- **WRITTEN PROBLEM**
Each record needs to be echoed exactly; can you do that?
━━━━━ GIVEN DATA ━━━━━
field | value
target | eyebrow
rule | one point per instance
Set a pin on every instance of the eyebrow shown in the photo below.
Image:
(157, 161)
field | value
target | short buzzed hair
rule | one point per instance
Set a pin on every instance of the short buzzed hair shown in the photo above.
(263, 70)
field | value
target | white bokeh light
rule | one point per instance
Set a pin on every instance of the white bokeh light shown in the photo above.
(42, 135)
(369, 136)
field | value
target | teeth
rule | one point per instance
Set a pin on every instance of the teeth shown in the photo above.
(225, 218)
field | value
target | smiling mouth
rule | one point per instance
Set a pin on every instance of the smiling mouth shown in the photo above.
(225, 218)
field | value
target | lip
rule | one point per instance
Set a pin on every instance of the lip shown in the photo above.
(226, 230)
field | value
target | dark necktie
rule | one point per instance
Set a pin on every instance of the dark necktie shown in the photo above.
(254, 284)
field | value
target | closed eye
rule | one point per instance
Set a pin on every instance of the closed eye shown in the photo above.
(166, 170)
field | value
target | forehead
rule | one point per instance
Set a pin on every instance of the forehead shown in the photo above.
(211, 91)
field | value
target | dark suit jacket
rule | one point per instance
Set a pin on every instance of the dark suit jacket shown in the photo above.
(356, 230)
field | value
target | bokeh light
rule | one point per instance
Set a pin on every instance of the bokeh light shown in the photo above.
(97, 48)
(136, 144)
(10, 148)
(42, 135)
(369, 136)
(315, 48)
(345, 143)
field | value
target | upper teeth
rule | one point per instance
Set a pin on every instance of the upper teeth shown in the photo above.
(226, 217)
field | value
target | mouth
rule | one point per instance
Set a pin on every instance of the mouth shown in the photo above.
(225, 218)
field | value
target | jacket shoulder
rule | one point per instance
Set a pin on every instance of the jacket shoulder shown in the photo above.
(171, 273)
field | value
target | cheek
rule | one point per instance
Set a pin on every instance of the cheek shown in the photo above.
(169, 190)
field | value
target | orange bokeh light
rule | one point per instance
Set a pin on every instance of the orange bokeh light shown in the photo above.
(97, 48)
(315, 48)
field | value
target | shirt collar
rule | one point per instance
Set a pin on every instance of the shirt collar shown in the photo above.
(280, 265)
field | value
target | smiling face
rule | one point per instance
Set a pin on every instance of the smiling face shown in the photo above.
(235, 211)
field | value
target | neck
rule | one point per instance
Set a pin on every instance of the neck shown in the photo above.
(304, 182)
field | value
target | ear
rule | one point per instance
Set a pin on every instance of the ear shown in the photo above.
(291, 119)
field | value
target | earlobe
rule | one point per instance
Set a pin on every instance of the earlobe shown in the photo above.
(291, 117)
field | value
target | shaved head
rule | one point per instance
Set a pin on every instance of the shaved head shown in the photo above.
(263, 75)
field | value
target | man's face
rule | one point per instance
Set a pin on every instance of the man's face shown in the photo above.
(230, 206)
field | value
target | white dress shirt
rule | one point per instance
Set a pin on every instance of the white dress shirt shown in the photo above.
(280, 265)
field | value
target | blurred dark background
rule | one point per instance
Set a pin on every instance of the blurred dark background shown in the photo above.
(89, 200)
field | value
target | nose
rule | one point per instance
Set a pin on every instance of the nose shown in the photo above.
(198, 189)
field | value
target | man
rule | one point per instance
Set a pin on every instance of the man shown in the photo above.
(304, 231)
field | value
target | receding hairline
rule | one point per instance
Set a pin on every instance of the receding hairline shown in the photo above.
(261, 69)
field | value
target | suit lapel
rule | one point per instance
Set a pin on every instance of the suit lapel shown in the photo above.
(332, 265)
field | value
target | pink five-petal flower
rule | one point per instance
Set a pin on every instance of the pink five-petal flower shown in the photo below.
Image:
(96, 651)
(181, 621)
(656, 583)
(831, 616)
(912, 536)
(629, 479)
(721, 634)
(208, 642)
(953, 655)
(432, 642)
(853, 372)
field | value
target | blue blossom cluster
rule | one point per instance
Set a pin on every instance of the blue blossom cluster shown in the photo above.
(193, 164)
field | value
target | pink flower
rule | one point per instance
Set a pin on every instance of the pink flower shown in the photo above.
━━━━━
- **RESULT OF THIS EXERCISE**
field | value
target | eyebrow
rule | one point per instance
Set a pin on every instance of the eyebrow shown in the photo below.
Image:
(157, 161)
field | value
target | short buzzed hair
rule | one point per instance
Set a pin on every instance of the short buzzed hair shown in the photo above.
(263, 70)
field | value
target | white bokeh light
rule | one point per instance
Set a pin on every instance of the white bokeh light shown in the photo above.
(42, 135)
(369, 136)
field | value
target | teeth
rule | one point per instance
Set a pin on every instance of the teeth shown in the photo above.
(225, 218)
field | value
target | smiling mouth
rule | one point per instance
Set a pin on every instance of the smiling mouth shown in the photo above.
(225, 218)
field | value
target | lip
rule | one point per instance
Set a pin on every instance of the lip shown in the photo above.
(226, 230)
field | value
target | dark necktie
rule | one point per instance
Set a pin on every instance of the dark necktie shown in the photo above.
(254, 284)
field | value
target | closed eye
rule | one point per instance
Set a pin on every instance of the closed eye shown in the photo above.
(166, 170)
field | value
target | forehead
rule | one point per instance
Set a pin on every instance of the forehead shown in the photo above.
(211, 91)
field | value
target | dark suit jacket
rule | one point per instance
Set a pin on every instance of the dark suit jacket shown in the photo above.
(356, 230)
field | value
target | bokeh light
rule | one point per instance
Set a pin on every instance of the bokeh light shown in the photo above.
(97, 48)
(136, 144)
(10, 148)
(42, 135)
(369, 136)
(315, 48)
(345, 143)
field | value
target | upper teeth
rule | one point per instance
Set a pin on every instance of the upper teeth shown in the photo above.
(226, 217)
field | value
target | mouth
rule | one point per instance
Set a pin on every instance of the mouth shown in the photo above.
(225, 218)
field | value
target | jacket shoulder
rule | one point per instance
Set a pin on every instance of the jacket shoulder shown in the photo above.
(171, 273)
field | value
target | cheek
rule | one point per instance
Set a pin on every instance of the cheek shown in the photo above.
(169, 190)
field | value
target | orange bokeh light
rule | one point per instance
Set a pin on every instance of the orange bokeh light shown in the photo above.
(97, 48)
(315, 48)
field | value
target | shirt collar
rule | one point per instance
Set a pin on every instance of the shirt collar shown in the photo above.
(280, 265)
field | value
target | smiling face
rule | one point per instance
Set a pin on every instance of the smiling face shown in the photo above.
(235, 211)
field | value
target | neck
rule | one point per instance
Set a pin on every instance of the neck shown in the photo above.
(304, 182)
field | value
target | ear
rule | one point per instance
Set a pin on every instance of the ear shown in the photo above.
(291, 119)
field | value
target | earlobe
rule | one point per instance
Set a pin on every instance of the earlobe shown in the photo above.
(291, 117)
field | value
target | shaved head
rule | one point per instance
Set a pin on every instance of the shaved head shown in the photo above.
(263, 75)
field | value
target | man's face
rule | one point per instance
Set a pin on every instance of the man's face shown in the photo above.
(230, 206)
field | value
target | white dress shirt
rule | one point per instance
Set a pin on every instance of the white dress shirt shown in the photo above.
(280, 265)
field | value
target | blurred dark background
rule | one point per instance
Set a pin on every instance of the blurred dark background shown in the photo above.
(89, 200)
field | value
target | nose
rule | one point per instance
Set a pin on every instance of the nose shown in the photo above.
(198, 189)
field | value
target | man
rule | one point per instance
Set a pin on every instance of the man shown in the photo above.
(304, 231)
field | value
target | receding hairline
rule | one point per instance
Set a pin on every instance of the receding hairline shown in the photo above.
(261, 69)
field | value
target | suit lapel
rule | one point per instance
Set a pin on every instance of the suit lapel shown in the photo above.
(332, 265)
field | value
target | pink five-petal flower
rule | one point per instance
Set a pin on every instance of the pink five-petal flower shown in the photo below.
Image:
(96, 651)
(181, 621)
(656, 583)
(831, 616)
(912, 536)
(629, 479)
(721, 634)
(208, 642)
(953, 655)
(432, 642)
(853, 372)
field | value
target | blue blossom cluster
rule | one point per instance
Set a pin on every instance of the blue blossom cluster shown in the photo above.
(193, 164)
field | value
target | pink flower
rule | one point per instance
Set a pin on every instance of the pink flower shown in the photo above.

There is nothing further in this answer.